Work required: All lines from the one with "Example: <point>82,284</point>" to the end of the data: return those exactly, and only those.

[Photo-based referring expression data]
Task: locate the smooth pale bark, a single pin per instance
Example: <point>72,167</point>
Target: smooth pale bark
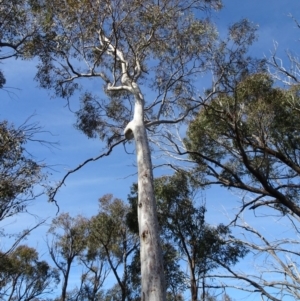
<point>152,272</point>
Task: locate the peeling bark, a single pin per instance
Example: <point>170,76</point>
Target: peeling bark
<point>152,272</point>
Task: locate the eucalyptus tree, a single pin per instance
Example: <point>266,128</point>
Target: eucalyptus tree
<point>147,54</point>
<point>188,238</point>
<point>110,234</point>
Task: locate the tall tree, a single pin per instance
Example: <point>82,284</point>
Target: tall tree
<point>134,47</point>
<point>109,233</point>
<point>184,230</point>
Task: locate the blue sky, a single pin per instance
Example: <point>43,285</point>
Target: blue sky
<point>114,174</point>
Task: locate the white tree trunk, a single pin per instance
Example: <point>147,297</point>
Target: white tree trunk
<point>152,271</point>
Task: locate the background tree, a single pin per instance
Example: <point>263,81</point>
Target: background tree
<point>21,176</point>
<point>162,45</point>
<point>109,233</point>
<point>188,237</point>
<point>67,240</point>
<point>23,277</point>
<point>19,173</point>
<point>253,145</point>
<point>20,34</point>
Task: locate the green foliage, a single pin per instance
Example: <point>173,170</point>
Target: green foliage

Response below:
Example: <point>82,284</point>
Target: tall tree
<point>134,47</point>
<point>109,233</point>
<point>184,230</point>
Task: locate the blue sky, a single pin per instance
Example: <point>43,285</point>
Target: blue sky
<point>114,174</point>
Task: locate the white tree trunk, a single pin per instance
Example: <point>147,297</point>
Target: white tree trunk
<point>152,271</point>
Task: locate the background tree, a single pin per instance
Example: <point>263,81</point>
Target: background tree
<point>21,176</point>
<point>162,45</point>
<point>109,233</point>
<point>188,237</point>
<point>67,240</point>
<point>23,277</point>
<point>19,173</point>
<point>253,145</point>
<point>20,34</point>
Task: locate the green foliage, a single pin per instance
Example: <point>173,170</point>
Target: green foliage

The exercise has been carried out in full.